··· Stored data ···

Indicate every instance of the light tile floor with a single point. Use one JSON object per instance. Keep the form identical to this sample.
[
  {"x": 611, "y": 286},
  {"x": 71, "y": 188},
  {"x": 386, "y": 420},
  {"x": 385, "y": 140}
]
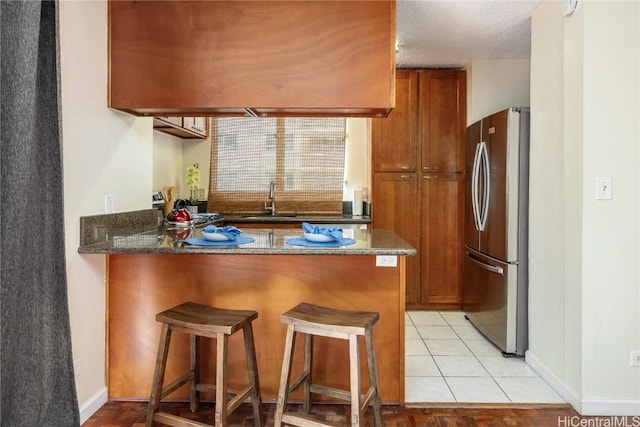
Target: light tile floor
[{"x": 448, "y": 360}]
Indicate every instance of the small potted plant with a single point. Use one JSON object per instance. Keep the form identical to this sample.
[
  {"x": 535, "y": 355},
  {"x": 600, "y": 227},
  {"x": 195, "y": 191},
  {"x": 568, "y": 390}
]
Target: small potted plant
[{"x": 193, "y": 182}]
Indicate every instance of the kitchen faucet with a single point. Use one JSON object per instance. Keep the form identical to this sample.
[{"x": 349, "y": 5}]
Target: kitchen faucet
[{"x": 272, "y": 197}]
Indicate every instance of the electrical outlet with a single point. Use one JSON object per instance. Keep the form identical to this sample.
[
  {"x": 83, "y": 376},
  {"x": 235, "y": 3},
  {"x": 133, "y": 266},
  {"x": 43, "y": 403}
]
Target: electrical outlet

···

Exercise prompt
In the entries above, find each line with the string "this" and copy it.

Worked solution
Indicate every instance of the light tile floor with a single point. Use one JSON object per instance. Keep the form identical to this sample.
Indicate every instance of the small potted plant with a single point. Use one JSON object per instance. Keep the form identical to this sample.
Indicate every instance of the kitchen faucet with a single point. Use one JSON object per instance. Keep the form identical to this sample.
Indicate every instance of the electrical outlet with a single point. Use one JSON object per instance. Keep the form identical to this sample.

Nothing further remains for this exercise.